### Task description
Copy the items between the lines holding "task | drop a marker on every instance of the blurred" and "column 925, row 632", inclusive, putting "dark skirt" in place of "black skirt" and leaving everything else the same. Give only those lines.

### Material supplied
________________________
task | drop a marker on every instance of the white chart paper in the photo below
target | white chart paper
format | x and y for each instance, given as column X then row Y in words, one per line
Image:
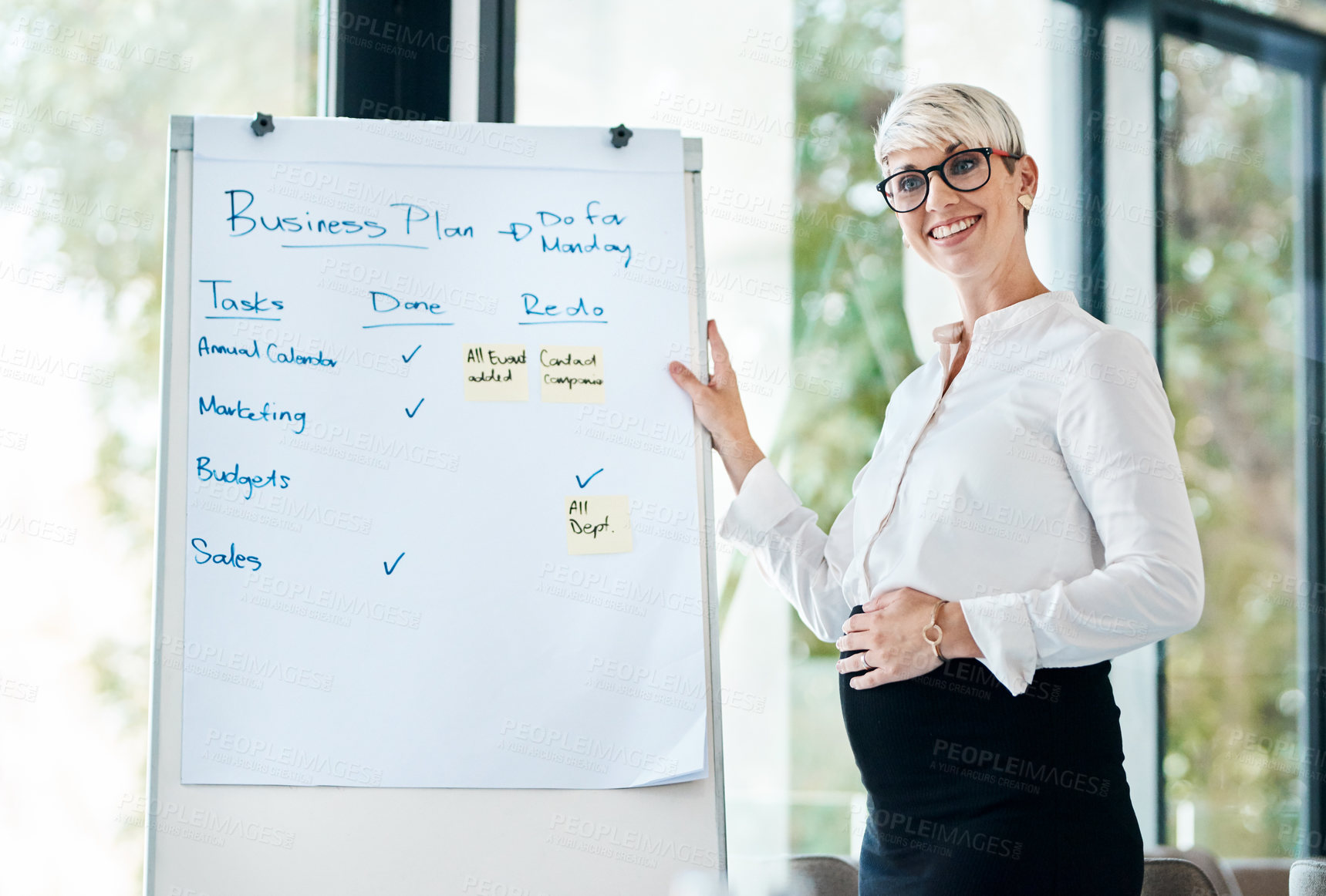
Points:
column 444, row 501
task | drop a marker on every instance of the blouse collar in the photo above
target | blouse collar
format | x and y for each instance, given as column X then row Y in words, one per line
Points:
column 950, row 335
________________________
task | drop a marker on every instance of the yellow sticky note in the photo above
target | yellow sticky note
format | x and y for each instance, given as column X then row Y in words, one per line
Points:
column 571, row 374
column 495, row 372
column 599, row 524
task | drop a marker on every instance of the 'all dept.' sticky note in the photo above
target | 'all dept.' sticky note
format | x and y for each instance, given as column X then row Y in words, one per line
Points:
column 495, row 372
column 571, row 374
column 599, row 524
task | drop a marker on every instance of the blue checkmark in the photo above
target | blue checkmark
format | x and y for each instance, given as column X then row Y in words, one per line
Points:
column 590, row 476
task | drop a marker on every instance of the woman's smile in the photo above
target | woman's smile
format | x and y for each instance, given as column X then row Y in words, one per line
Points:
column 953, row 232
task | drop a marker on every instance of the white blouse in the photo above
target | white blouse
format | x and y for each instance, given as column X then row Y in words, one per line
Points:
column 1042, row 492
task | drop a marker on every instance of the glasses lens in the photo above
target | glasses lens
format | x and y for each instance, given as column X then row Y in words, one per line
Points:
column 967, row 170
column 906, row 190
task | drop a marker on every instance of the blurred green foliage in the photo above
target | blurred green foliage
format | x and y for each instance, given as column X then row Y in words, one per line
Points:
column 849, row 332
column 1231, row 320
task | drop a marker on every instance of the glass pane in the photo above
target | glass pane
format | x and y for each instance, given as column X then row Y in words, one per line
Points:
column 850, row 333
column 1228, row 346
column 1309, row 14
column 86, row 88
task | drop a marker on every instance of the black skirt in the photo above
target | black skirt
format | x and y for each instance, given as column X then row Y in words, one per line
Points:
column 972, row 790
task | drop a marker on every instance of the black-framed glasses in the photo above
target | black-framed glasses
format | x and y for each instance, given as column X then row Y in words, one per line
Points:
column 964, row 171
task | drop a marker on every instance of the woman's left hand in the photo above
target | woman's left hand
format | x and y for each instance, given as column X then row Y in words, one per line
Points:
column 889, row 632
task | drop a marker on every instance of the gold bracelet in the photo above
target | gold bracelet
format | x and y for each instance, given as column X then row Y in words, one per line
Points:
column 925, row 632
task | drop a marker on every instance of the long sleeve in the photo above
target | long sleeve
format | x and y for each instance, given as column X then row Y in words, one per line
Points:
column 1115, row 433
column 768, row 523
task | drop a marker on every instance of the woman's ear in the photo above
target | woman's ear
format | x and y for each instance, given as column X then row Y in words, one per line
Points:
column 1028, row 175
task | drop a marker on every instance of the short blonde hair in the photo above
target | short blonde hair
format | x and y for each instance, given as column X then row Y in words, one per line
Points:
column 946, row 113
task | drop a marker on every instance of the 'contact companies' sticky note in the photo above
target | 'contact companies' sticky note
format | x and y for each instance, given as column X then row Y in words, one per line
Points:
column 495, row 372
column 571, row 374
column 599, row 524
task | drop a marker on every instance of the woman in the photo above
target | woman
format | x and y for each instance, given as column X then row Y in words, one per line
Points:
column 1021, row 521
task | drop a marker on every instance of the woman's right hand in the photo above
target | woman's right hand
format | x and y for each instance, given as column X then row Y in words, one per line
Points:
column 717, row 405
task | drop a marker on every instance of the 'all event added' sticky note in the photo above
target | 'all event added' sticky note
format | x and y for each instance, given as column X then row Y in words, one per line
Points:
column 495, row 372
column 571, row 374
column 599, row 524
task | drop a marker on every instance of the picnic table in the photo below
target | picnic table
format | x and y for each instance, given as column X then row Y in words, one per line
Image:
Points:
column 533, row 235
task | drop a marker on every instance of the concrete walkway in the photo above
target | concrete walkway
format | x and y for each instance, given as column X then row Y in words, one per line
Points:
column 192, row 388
________________________
### Output of the exercise
task | drop a marker on every instance of the blurred green foliage in the photo above
target | blurred green foliage
format | x and y for each instance, given as column X then row Y in words, one per line
Points:
column 849, row 332
column 1231, row 320
task | drop a marker on every instance of the glass pane in the photo above
target | glass pane
format | x and y for each instance, given as column X then row Y in words, one per line
Points:
column 850, row 333
column 1228, row 346
column 1309, row 14
column 86, row 88
task | drop a marker on every instance of the dark skirt in the photo above
target | dark skirt
format | x and y for each instance, given as column X then row Y in words, one per line
Points:
column 972, row 790
task | drop a marker on every instance of the black-framed glasses in the photo above
target | black-framed glasses
format | x and y for each instance, given as column X then row Y in words, one per line
Points:
column 964, row 171
task | drop a marker on every instance of the woman's left hand in the photo above
target | woman's left hand
format | x and y for each instance, given as column X then row Y in words, one per line
Points:
column 889, row 632
task | drop a marker on every instance of the gold bracelet in the photo above
target | gold bracelet
format | x and y for each instance, given as column X then row Y in words, one per line
Points:
column 925, row 632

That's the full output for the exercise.